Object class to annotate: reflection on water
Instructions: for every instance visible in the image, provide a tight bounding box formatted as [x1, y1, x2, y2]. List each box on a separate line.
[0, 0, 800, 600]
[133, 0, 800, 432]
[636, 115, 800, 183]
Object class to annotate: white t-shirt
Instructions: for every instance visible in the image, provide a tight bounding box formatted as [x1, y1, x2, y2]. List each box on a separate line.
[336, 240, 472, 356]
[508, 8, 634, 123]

☆ ☆ ☆ ☆ ☆

Work required - Rewrite all of the data above, substituting "Target category" for each occurrence of "Object class to annotate" and leaving every other character unchanged.

Exercise solution -
Target category: reflection on water
Instructions: for every instance visible in the image, provide a tight bounding box formatted as [x1, y1, x2, y2]. List each box on a separate line.
[0, 0, 800, 600]
[133, 0, 800, 432]
[636, 115, 800, 183]
Target category: white t-shirt
Instructions: for every instance visible in the image, provide a tight bounding box formatted as [x1, y1, x2, y2]. List each box on a separate line.
[336, 240, 472, 356]
[508, 8, 634, 123]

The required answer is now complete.